# [WHAT TO WORK ON]
**1)** Summarize the Bedknobs and Broomsticks review in two sentences.
**2)** Recast the paragraph of the Bedknobs and Broomsticks review that begins "The latter aren't anything particularly revelatory" as a short bulleted list that keeps its main facts.
**3)** Carry the Bedknobs and Broomsticks review forward from the point where it ends.

# [SOURCE EXTRACT]
○ ○ ○ ○ ○ ○ ○
Basically, the entire half-hour that got cut out is stuff that should have been cut out in the first place, and doing so was a wise decision at the time. It’s not all bad, mind you; Cindy O’Callaghan gets a nice bit of acting in the aforementioned backstory, and there’s a rather poignant song from Miss Price about how lonely her life actually was before all this started – it’s OK. But you know what else is OK? A whole bunch of stuff that you find on DVD extras, under the label ‘Deleted Scenes’ – and which belong right where they are, thank you very much. Even a good scene can slow things down to a crawl if put in the wrong place or extended to the wrong length – and in the extended cut, things are crawling. (Not to mention the truly atrocious dubbing in certain scenes where the original audio was missing. For crying out loud, you’re Disney – there is no excuse for this kind of thing!)

Now, it would be one thing if this were some sort of ‘Director’s Cut’ deal where it was an exception to the rule, or if the shorter version was an extra on the disk, but no – this, for the foreseeable future, is the version of Bedknobs that the general public is going to get, and I personally find that a crying shame. The edited-down version was the one I watched over and over again back in the day, and you know what? I never got the slightest feeling that something was missing, or that things were moving too slowly. There’s a lot of people who are going to get their enjoyment of this film sacrificed on the altar of completeness as the old cut passes into unavailability, something that it is not deserving of. It’s a good film that can stand on its own merits, but it’s a little difficult to notice such things when you’re being bombarded by filler.

OK, so, bottom line – does this mean it’s ruined? No, it doesn’t. Because in any format there is a genuinely good film lurking at the heart of Badknobs and Broomsticks, and a little extraneous filler is not going to change all that, just muddy the waters a bit.

I’m not going to play the compare-and-contrast game with Mary Poppins, I swear, but I will say this – B&B is in my opinion a film with equal merits, and is in some ways better. It has a much broader scope to it, the stakes are higher, the humor is overall better, and it’s just generally a more daring and adventurous film in most respects. I am not, mind you, knocking Mary Poppins in the slightest; it deserves its good reputation, but if it were to meet B&B while strolling down the street, the two would be perfectly qualified to tip their hats to each other and shake hands as equals. (Oy, the anthropomorphization…) It is not the earlier film’s grubby-nosed inferior, as some seem to think; it is a legitimate classic in its own right and should be acknowledged as such.

For starters, what are the first things most people look for in a good Disney film? The animation (well, if it has any) and the songs (again, if they’re there). Bedknobs has both, and they’re both good.

The latter aren’t anything particularly revelatory so far as Disney songs go, mind you – they’re pretty typical of the period – but they’re well-written nonetheless, and a few are genuinely catchy and memorable. (‘Bobbing Along’ is a personal favorite.) The cartoon ‘Isle of Naboombu’ segment (particularly the lagoon bit) is a beautifully-done bit of animation, and features live-action-integration that has progressed quite a ways from Mary Poppins (OK, last Poppins reference, I promise). Really, it’s almost up-to-par with how it was used in Roger Rabbit, which, considering that the latter was almost twenty years in the future at the time and was aided by (comparatively) advanced technology, is high praise indeed. (Also, the soccer match sequence is one of the best bits of extended animated slapstick I’ve ever seen – clearly, the animators were having a whole lot of fun.)
○ ○ ○ ○ ○ ○ ○
# [INFORMATION SHOWN]

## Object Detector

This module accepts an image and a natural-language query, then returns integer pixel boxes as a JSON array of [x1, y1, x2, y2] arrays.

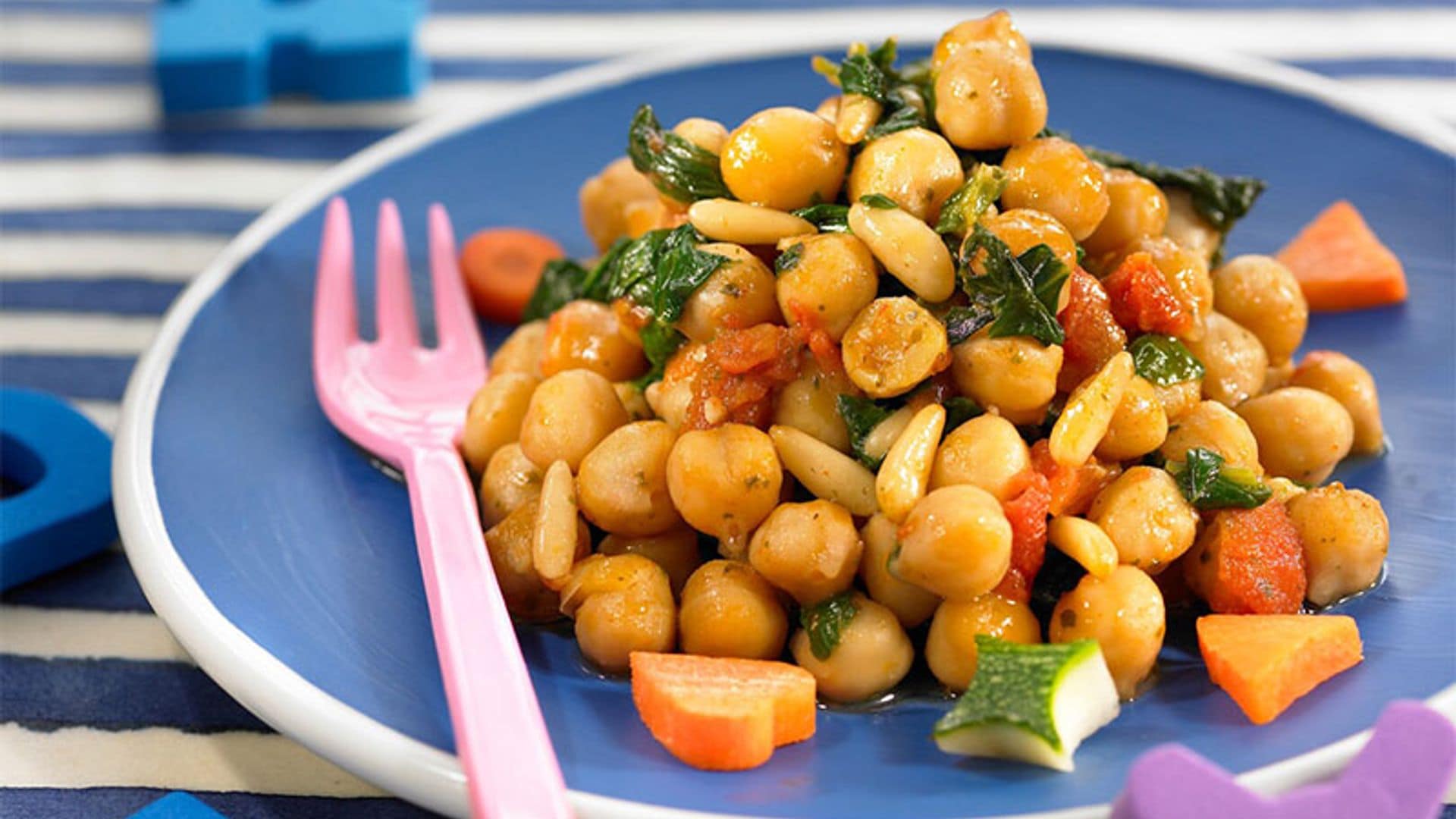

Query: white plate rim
[[112, 25, 1456, 819]]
○ ○ ○ ○ ○ ○ ○
# [RESPONSES IN ORDER]
**1)** The review argues that the restored half-hour in the extended cut of Bedknobs and Broomsticks should have stayed cut because it slows the film to a crawl, and it regrets that this longer version is the one the general public will now get. Even so, the review holds that a genuinely good film remains at its heart, calls it a classic equal to Mary Poppins, and praises its songs and its animation, particularly the 'Isle of Naboombu' segment.

**2)**
- The songs are typical of Disney songs of the period rather than revelatory, but they are well written, and a few are catchy and memorable. 'Bobbing Along' is a personal favorite.
- The cartoon 'Isle of Naboombu' segment is beautifully animated, particularly the lagoon bit.
- Its live-action integration has progressed well beyond Mary Poppins and is almost up to par with Roger Rabbit, which came nearly twenty years later with comparatively advanced technology.
- The soccer match sequence is one of the best pieces of extended animated slapstick the reviewer has seen.

**3)**
Moving on to another surface element, we have the special effects. Now, clearly any movie about a witch doing magic is going to have to have some special effects worth its salt if it wants to be taken seriously, and given that the film won an Academy Award in just that category, I feel it safe to say that yes, it does. They’re not perfect, mind you; by modern standards they’re not quite up to par, but let’s face it, we’re a bunch of raging perfectionists these days when it comes to our cinematic illusions. Really, I can see a modern movie using exactly the same techniques, only we’d have the luxury of digitally removing the occasional visible wire, something that wasn’t an option back then. By those benchmarks, I’d say that the effects work brilliantly; certainly the bits where the bed is traveling are gloriously gaudy bits of Technicolor delirium, and the entire ending sequence is damn near spine-chilling – without doubt, one of the best climaxes in a Disney movie, period.

So all right, that’s all fine, but the meat of any movie is in the story and characters – how do they fare? Most excellent well. The story is perhaps a little loose compared to some, but the same could be said about many live-action Disney films of the time; they were just plain better at plotting out animated features. At any rate, it’s certainly one of the better ones. As for the characters, well, let’s talk about them, shall we?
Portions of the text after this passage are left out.